Copy every one of the items below word for word, leaving nothing out and changing nothing.
++++++++++++++++++++
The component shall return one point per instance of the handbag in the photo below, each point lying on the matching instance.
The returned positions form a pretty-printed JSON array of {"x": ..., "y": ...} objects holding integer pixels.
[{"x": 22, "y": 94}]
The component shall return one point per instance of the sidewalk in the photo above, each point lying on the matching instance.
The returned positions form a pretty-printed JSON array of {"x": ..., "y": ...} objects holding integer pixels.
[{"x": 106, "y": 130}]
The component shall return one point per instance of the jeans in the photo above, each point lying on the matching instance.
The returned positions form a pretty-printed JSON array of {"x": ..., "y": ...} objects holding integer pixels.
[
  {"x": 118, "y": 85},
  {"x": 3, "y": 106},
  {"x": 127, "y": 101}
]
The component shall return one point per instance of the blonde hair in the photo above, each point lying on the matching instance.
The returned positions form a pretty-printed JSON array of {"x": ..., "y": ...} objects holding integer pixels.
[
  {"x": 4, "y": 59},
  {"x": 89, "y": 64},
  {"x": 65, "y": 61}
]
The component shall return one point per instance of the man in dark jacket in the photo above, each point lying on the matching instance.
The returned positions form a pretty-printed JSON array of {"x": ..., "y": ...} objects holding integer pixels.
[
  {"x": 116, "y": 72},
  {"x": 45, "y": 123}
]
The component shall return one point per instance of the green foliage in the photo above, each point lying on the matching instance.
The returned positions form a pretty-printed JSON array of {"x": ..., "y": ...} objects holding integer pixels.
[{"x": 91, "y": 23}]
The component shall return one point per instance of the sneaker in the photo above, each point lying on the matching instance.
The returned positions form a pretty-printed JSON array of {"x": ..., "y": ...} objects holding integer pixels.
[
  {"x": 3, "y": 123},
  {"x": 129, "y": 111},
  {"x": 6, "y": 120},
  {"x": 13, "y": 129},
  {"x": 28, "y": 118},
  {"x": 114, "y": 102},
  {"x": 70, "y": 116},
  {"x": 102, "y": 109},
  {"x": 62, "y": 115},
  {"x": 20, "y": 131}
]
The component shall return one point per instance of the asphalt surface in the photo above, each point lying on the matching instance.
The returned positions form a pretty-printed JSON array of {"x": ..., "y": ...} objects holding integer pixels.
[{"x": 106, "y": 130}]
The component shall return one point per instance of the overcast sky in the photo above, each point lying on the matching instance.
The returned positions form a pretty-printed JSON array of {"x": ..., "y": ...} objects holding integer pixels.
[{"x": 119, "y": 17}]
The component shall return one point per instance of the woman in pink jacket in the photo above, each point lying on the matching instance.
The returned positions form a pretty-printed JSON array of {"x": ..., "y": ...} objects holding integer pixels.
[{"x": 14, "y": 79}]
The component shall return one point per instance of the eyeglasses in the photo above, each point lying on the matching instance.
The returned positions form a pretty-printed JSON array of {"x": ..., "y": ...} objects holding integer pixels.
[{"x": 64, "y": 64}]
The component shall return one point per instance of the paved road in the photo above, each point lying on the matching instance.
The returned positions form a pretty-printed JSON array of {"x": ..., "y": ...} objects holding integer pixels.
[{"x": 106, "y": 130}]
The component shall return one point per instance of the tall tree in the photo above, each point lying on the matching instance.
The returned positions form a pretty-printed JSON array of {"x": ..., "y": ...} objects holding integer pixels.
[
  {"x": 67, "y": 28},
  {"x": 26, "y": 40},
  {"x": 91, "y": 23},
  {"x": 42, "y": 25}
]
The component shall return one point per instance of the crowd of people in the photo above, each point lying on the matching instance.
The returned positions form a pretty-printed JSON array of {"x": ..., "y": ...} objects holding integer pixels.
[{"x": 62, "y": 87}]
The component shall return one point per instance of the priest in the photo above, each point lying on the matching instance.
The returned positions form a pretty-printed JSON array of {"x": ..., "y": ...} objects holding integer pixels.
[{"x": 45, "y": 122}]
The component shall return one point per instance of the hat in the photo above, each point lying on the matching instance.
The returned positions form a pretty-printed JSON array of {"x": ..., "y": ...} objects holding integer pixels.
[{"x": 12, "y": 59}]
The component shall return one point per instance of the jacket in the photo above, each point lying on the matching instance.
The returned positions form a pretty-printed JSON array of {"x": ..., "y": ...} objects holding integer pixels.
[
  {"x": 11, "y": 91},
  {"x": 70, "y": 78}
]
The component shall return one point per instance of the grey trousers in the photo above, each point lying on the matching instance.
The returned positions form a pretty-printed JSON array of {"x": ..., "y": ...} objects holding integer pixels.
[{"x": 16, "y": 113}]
++++++++++++++++++++
** Solution for this exercise **
The component shall return one point per instance of the handbag in the photo below, each point lying on the matching instance.
The returned positions form a pretty-printed JSON array of {"x": ..., "y": ...} objects holding integer pixels.
[{"x": 22, "y": 94}]
The component shall return one point per instance of the sidewalk in the photo above, each point lying on the matching instance.
The returned positions form a pretty-printed JSON array of {"x": ..., "y": ...} objects holding integer pixels.
[{"x": 106, "y": 130}]
The component shall return one point per instance of the jeans in the photo above, each point lying on the matching instance.
The returned positions form a pretty-printed JSON array of {"x": ..., "y": ...} objects holding integer pixels.
[
  {"x": 118, "y": 85},
  {"x": 3, "y": 106},
  {"x": 127, "y": 101}
]
The component shall return one point per instance of the blonde hair in the photo above, each point lying on the matching instance.
The returned positions form a pretty-printed JSON array of {"x": ..., "y": ...} objects holding integer pixels.
[
  {"x": 4, "y": 59},
  {"x": 89, "y": 64},
  {"x": 65, "y": 61}
]
The component shall return one point per instance of the man in dark jacket in the photo above, each point lying on the matching instance.
The returned positions form a pretty-printed JSON array of {"x": ..., "y": ...} objects holding integer pixels.
[
  {"x": 116, "y": 72},
  {"x": 45, "y": 123}
]
The component shall return one point per instance of the green foliage in the photo above, each point lying on the matching instance.
The returned positions form a pretty-printed JSON array of {"x": ..., "y": ...} objects holding integer pixels.
[{"x": 91, "y": 23}]
The component shall return one point per instance of the sneaker in the photo above, each point lying on the matching instance.
The returned positions form a pretty-printed JSON array of {"x": ..., "y": ...} objects holding integer pixels.
[
  {"x": 3, "y": 123},
  {"x": 129, "y": 111},
  {"x": 6, "y": 120},
  {"x": 13, "y": 129},
  {"x": 28, "y": 118},
  {"x": 114, "y": 102},
  {"x": 70, "y": 116},
  {"x": 102, "y": 109},
  {"x": 62, "y": 115},
  {"x": 20, "y": 131}
]
The component shall return one point per instance of the asphalt surface in the photo above, each point lying on the matching instance.
The returned positions form a pretty-printed JSON array of {"x": ..., "y": ...} objects holding integer pixels.
[{"x": 106, "y": 130}]
The component shall return one point per instance of the overcast sky in the photo above, each point lying on the matching instance.
The returned positions form a pretty-printed JSON array of {"x": ..., "y": ...} objects holding integer pixels.
[{"x": 119, "y": 17}]
The component shall return one point per instance of the woman in pink jacket in the photo above, each point lying on the matching instance.
The returned positions form a pretty-printed JSON array of {"x": ..., "y": ...} objects holding integer pixels.
[{"x": 14, "y": 79}]
The component shall return one point per instance of the eyeglasses in the photo above, each point lying on the matching instance.
The returned positions form a pretty-printed JSON array of {"x": ..., "y": ...} objects holding integer pixels.
[{"x": 64, "y": 64}]
The component shall return one point per instance of the paved road in the photo above, each point lying on the matching instance.
The returned positions form a pretty-printed JSON array of {"x": ..., "y": ...} objects holding integer pixels.
[{"x": 106, "y": 130}]
The component shall return one point per instance of the tall tree in the photo above, each point lying on the matching instance.
The returned positions form a pretty-printed JSON array of {"x": ..., "y": ...} objects holding integer pixels.
[
  {"x": 67, "y": 28},
  {"x": 26, "y": 40},
  {"x": 91, "y": 23},
  {"x": 42, "y": 25}
]
The component shall return one point per instance of the crowd of people in the photo above, each point lying on the matching instance.
The returned positions form a pretty-printed JSON array of {"x": ..., "y": ...} objects holding integer pixels.
[{"x": 62, "y": 87}]
The component shall return one point per instance of the priest in the photo above, each point lying on the matching instance.
The returned positions form a pretty-printed JSON array of {"x": ..., "y": ...} objects holding integer pixels.
[{"x": 45, "y": 122}]
The component shall return one point per instance of the hat in the photo above, each point lying on the matching instance.
The returned positions form a pretty-printed JSON array of {"x": ..., "y": ...} objects holding integer pixels.
[{"x": 12, "y": 59}]
The component shall return one point per instance of the jacket in the photo above, each point lying on the matching instance.
The returned positions form a pretty-printed JSON array of {"x": ..., "y": ...} objects holding integer pixels.
[
  {"x": 11, "y": 91},
  {"x": 70, "y": 78}
]
The component shall return one point per instance of the grey trousers in the photo above, each point lying on the matching instance.
The returned positions form a pretty-printed JSON array of {"x": ..., "y": ...} objects holding integer pixels.
[{"x": 16, "y": 113}]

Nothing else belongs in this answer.